_What to produce:_ Exclude the pictures and return every line exactly as written.

****************************************

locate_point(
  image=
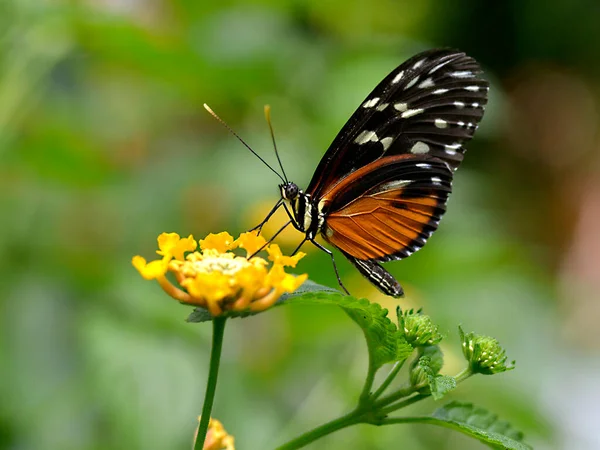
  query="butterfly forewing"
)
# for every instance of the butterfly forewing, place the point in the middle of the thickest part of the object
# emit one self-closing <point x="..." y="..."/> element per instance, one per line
<point x="429" y="106"/>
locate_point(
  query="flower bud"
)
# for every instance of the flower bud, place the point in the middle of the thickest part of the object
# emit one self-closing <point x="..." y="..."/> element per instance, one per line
<point x="484" y="354"/>
<point x="419" y="330"/>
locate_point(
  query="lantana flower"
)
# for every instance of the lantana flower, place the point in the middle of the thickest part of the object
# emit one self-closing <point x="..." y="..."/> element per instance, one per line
<point x="216" y="437"/>
<point x="218" y="279"/>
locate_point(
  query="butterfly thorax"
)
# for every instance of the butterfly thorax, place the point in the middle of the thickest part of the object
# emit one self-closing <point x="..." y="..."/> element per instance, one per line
<point x="306" y="213"/>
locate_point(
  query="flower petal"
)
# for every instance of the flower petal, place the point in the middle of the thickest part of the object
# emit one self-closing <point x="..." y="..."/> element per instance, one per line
<point x="221" y="242"/>
<point x="251" y="242"/>
<point x="151" y="270"/>
<point x="277" y="256"/>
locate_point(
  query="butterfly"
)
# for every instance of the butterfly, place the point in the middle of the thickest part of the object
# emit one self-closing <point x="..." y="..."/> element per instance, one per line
<point x="381" y="188"/>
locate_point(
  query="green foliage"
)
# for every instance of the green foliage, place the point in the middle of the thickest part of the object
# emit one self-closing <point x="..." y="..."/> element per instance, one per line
<point x="425" y="377"/>
<point x="478" y="423"/>
<point x="384" y="342"/>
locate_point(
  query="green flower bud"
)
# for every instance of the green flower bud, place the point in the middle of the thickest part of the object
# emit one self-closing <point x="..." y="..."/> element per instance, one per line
<point x="427" y="364"/>
<point x="484" y="354"/>
<point x="419" y="330"/>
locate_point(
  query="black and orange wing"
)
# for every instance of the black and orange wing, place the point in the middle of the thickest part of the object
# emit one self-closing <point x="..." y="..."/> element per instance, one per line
<point x="430" y="105"/>
<point x="386" y="211"/>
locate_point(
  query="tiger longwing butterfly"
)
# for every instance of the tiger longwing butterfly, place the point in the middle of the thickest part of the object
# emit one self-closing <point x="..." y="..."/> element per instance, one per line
<point x="381" y="188"/>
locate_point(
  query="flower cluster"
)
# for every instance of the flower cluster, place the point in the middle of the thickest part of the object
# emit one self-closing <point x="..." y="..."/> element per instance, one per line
<point x="215" y="277"/>
<point x="484" y="354"/>
<point x="419" y="330"/>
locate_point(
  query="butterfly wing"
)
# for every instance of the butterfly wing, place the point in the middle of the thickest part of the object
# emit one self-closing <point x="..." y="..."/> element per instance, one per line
<point x="378" y="276"/>
<point x="388" y="209"/>
<point x="430" y="105"/>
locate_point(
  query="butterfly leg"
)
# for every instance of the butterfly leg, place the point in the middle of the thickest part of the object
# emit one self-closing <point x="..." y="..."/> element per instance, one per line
<point x="299" y="246"/>
<point x="270" y="240"/>
<point x="330" y="253"/>
<point x="266" y="219"/>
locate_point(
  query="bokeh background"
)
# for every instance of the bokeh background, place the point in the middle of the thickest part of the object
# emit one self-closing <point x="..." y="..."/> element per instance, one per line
<point x="104" y="144"/>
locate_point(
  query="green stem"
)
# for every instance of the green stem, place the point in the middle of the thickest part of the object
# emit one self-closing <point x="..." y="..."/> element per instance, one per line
<point x="394" y="396"/>
<point x="211" y="384"/>
<point x="391" y="376"/>
<point x="403" y="404"/>
<point x="342" y="422"/>
<point x="366" y="392"/>
<point x="466" y="373"/>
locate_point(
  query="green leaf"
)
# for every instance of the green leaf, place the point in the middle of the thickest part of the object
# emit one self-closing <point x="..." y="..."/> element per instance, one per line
<point x="424" y="371"/>
<point x="440" y="385"/>
<point x="384" y="342"/>
<point x="308" y="287"/>
<point x="477" y="423"/>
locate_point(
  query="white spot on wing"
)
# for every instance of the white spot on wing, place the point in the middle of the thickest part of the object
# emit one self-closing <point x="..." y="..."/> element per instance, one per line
<point x="386" y="142"/>
<point x="427" y="83"/>
<point x="441" y="123"/>
<point x="412" y="82"/>
<point x="411" y="112"/>
<point x="393" y="185"/>
<point x="419" y="63"/>
<point x="462" y="74"/>
<point x="452" y="149"/>
<point x="365" y="137"/>
<point x="420" y="148"/>
<point x="328" y="232"/>
<point x="370" y="103"/>
<point x="398" y="77"/>
<point x="440" y="65"/>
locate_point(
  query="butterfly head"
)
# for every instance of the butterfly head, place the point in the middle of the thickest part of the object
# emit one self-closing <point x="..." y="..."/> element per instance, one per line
<point x="289" y="191"/>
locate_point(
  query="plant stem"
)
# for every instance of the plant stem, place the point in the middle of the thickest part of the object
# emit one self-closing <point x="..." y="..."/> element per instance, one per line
<point x="394" y="396"/>
<point x="388" y="380"/>
<point x="342" y="422"/>
<point x="211" y="384"/>
<point x="366" y="392"/>
<point x="466" y="373"/>
<point x="403" y="404"/>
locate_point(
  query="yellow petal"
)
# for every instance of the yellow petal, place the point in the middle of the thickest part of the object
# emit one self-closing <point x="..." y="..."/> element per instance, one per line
<point x="213" y="286"/>
<point x="250" y="242"/>
<point x="251" y="279"/>
<point x="277" y="256"/>
<point x="221" y="242"/>
<point x="151" y="270"/>
<point x="172" y="246"/>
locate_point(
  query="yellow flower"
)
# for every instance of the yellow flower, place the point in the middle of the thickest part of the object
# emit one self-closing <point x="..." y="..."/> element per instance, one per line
<point x="217" y="279"/>
<point x="277" y="257"/>
<point x="170" y="244"/>
<point x="220" y="242"/>
<point x="251" y="242"/>
<point x="216" y="437"/>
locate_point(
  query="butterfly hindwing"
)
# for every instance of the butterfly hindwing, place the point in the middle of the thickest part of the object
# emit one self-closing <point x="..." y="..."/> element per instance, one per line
<point x="378" y="276"/>
<point x="388" y="209"/>
<point x="430" y="105"/>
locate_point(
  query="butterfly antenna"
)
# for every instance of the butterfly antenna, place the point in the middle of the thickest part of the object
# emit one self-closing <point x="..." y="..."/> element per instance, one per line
<point x="268" y="117"/>
<point x="212" y="113"/>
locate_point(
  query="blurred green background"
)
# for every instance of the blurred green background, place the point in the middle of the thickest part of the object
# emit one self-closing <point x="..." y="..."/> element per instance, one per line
<point x="104" y="144"/>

****************************************

_Written response:_
locate_point(
  image=
  query="butterfly forewing"
)
# for every instance of the butterfly forewing, place the point in the middle of the thickest part of the object
# emit one self-closing <point x="..." y="..."/> element per instance, one per line
<point x="429" y="106"/>
locate_point(
  query="flower bud"
)
# for every instance of the flower bud, place the point in the middle of the thickest part of the object
# emit one self-closing <point x="..." y="..."/> element per instance, one per line
<point x="484" y="354"/>
<point x="419" y="330"/>
locate_point(
  query="lantana flower"
)
# for every instance of the lantana flower, place the point in the middle of the thickest part of the object
# emit one self-closing <point x="..." y="..."/> element per instance, one per line
<point x="216" y="437"/>
<point x="218" y="279"/>
locate_point(
  query="butterfly thorax"
)
# for every instance of the butterfly thorax, place the point in the middle of the thickest part of the object
# emit one self-closing <point x="..." y="..."/> element per instance, one per line
<point x="306" y="213"/>
locate_point(
  query="flower petal"
)
# for every instance of the flower petal, place the point in the middle of the thickest part of the object
# emit one self-closing <point x="..." y="..."/> element per instance, one per line
<point x="221" y="242"/>
<point x="251" y="242"/>
<point x="151" y="270"/>
<point x="277" y="256"/>
locate_point(
  query="butterfly"
)
# for every instance of the butterfly, place the point in the middle of the thickest part of the object
# emit one self-closing <point x="..." y="..."/> element per instance, one per line
<point x="381" y="188"/>
locate_point(
  query="green foliage"
)
# for every instance of the green foliage, place the point in the middle of the thickest part of the object
# emit one self-closing <point x="..." y="..."/> element per instance, one per line
<point x="425" y="377"/>
<point x="478" y="423"/>
<point x="384" y="342"/>
locate_point(
  query="green flower bud"
)
# for every instance of the green flower bud, place the point in the middle of the thickest part of the object
# emit one self-closing <point x="..." y="..."/> element per instance, one per line
<point x="427" y="364"/>
<point x="484" y="354"/>
<point x="419" y="330"/>
locate_point(
  query="black and orange wing"
)
# for every instance of the black and orange wing, place the point in the middle of the thickest part of the object
# emit one self-closing <point x="..." y="..."/> element per instance, one per line
<point x="430" y="105"/>
<point x="386" y="211"/>
locate_point(
  query="tiger longwing butterfly"
)
# for every instance of the tiger longwing butterfly, place the point in the middle of the thickest part of the object
# emit one self-closing <point x="..." y="..."/> element per instance, one per line
<point x="381" y="188"/>
locate_point(
  query="flower cluster"
)
# for every instance of the flower cluster, place the point in the middle of the thickest part of the object
# emit one self-closing <point x="..." y="..."/> element per instance, one per line
<point x="215" y="277"/>
<point x="484" y="354"/>
<point x="419" y="330"/>
locate_point(
  query="butterfly wing"
)
# for every instance of the butterfly wing, place the point in the middle of the thickest part of the object
# emit one self-closing <point x="..." y="..."/> element per instance, one per line
<point x="378" y="276"/>
<point x="388" y="209"/>
<point x="430" y="105"/>
locate_point(
  query="butterfly leg"
)
# for every instance of the butterfly leg, place the point in the middle of the thickest part of the object
# emit one self-closing <point x="..." y="..."/> element per instance, one per line
<point x="299" y="246"/>
<point x="270" y="240"/>
<point x="330" y="253"/>
<point x="266" y="219"/>
locate_point(
  query="bokeh background"
)
# for every instance of the bokeh background, place the point in the middle of the thickest part of the object
# emit one self-closing <point x="..." y="..."/> element per instance, one per line
<point x="104" y="144"/>
locate_point(
  query="green stem"
)
# for every instance of the green stem, place the point in the middle of the thickest part of the object
# emit one self-closing <point x="..." y="..."/> element per instance, one per line
<point x="394" y="396"/>
<point x="211" y="384"/>
<point x="391" y="376"/>
<point x="403" y="404"/>
<point x="342" y="422"/>
<point x="366" y="392"/>
<point x="466" y="373"/>
locate_point(
  query="green leaf"
)
# for every instance of the green leaf, place the point in the middle of the thickest part of the object
# emit one self-closing <point x="..." y="..."/> element per instance, one per line
<point x="424" y="371"/>
<point x="440" y="385"/>
<point x="384" y="342"/>
<point x="308" y="287"/>
<point x="477" y="423"/>
locate_point(
  query="white spot on wing"
)
# for every instance of the white spot on wing, place the point in the middle of the thickest part of the object
# emit one self-closing <point x="..." y="..."/> element per instance, one per line
<point x="386" y="142"/>
<point x="427" y="83"/>
<point x="441" y="123"/>
<point x="412" y="82"/>
<point x="411" y="112"/>
<point x="393" y="185"/>
<point x="419" y="63"/>
<point x="462" y="74"/>
<point x="452" y="149"/>
<point x="365" y="137"/>
<point x="420" y="148"/>
<point x="328" y="232"/>
<point x="370" y="103"/>
<point x="398" y="77"/>
<point x="440" y="65"/>
locate_point(
  query="butterfly head"
)
# for every instance of the butterfly head, place the point in the middle of the thickest part of the object
# emit one self-closing <point x="..." y="..."/> element per instance, one per line
<point x="289" y="191"/>
locate_point(
  query="plant stem"
)
# for every instance of the plant stem, place the point in the middle of the thickest part of the object
# emit one self-closing <point x="..." y="..."/> element per instance, one per line
<point x="394" y="396"/>
<point x="388" y="380"/>
<point x="342" y="422"/>
<point x="211" y="384"/>
<point x="366" y="392"/>
<point x="466" y="373"/>
<point x="403" y="404"/>
locate_point(
  query="yellow petal"
)
# for every instance of the yellow petal, place the point in the middle of the thickest part of the object
# emit one self-closing <point x="..." y="..."/> element per instance, one per line
<point x="213" y="286"/>
<point x="250" y="242"/>
<point x="251" y="279"/>
<point x="277" y="256"/>
<point x="221" y="242"/>
<point x="151" y="270"/>
<point x="172" y="246"/>
locate_point(
  query="yellow flower"
)
# for every instance of the yellow flower, place the point in the middle of the thickest part of the object
# emit one self-closing <point x="..." y="..."/> element per instance, one per line
<point x="217" y="279"/>
<point x="277" y="257"/>
<point x="170" y="244"/>
<point x="220" y="242"/>
<point x="251" y="242"/>
<point x="216" y="437"/>
locate_point(
  query="butterfly hindwing"
)
# for every instance of the butterfly hindwing, place the point in the middle of the thickest part of the object
# emit one self-closing <point x="..." y="..."/> element per instance, one per line
<point x="378" y="276"/>
<point x="388" y="209"/>
<point x="430" y="105"/>
locate_point(
  query="butterfly antenna"
)
# for every instance of the butterfly antenna, place the point in the middle of the thickest part of the object
# emit one self-closing <point x="..." y="..."/> element per instance, one per line
<point x="268" y="117"/>
<point x="212" y="113"/>
locate_point(
  query="blurred green background"
)
# for every instance of the blurred green background, place the point in the middle of the thickest part of the object
# emit one self-closing <point x="..." y="..."/> element per instance, one per line
<point x="104" y="144"/>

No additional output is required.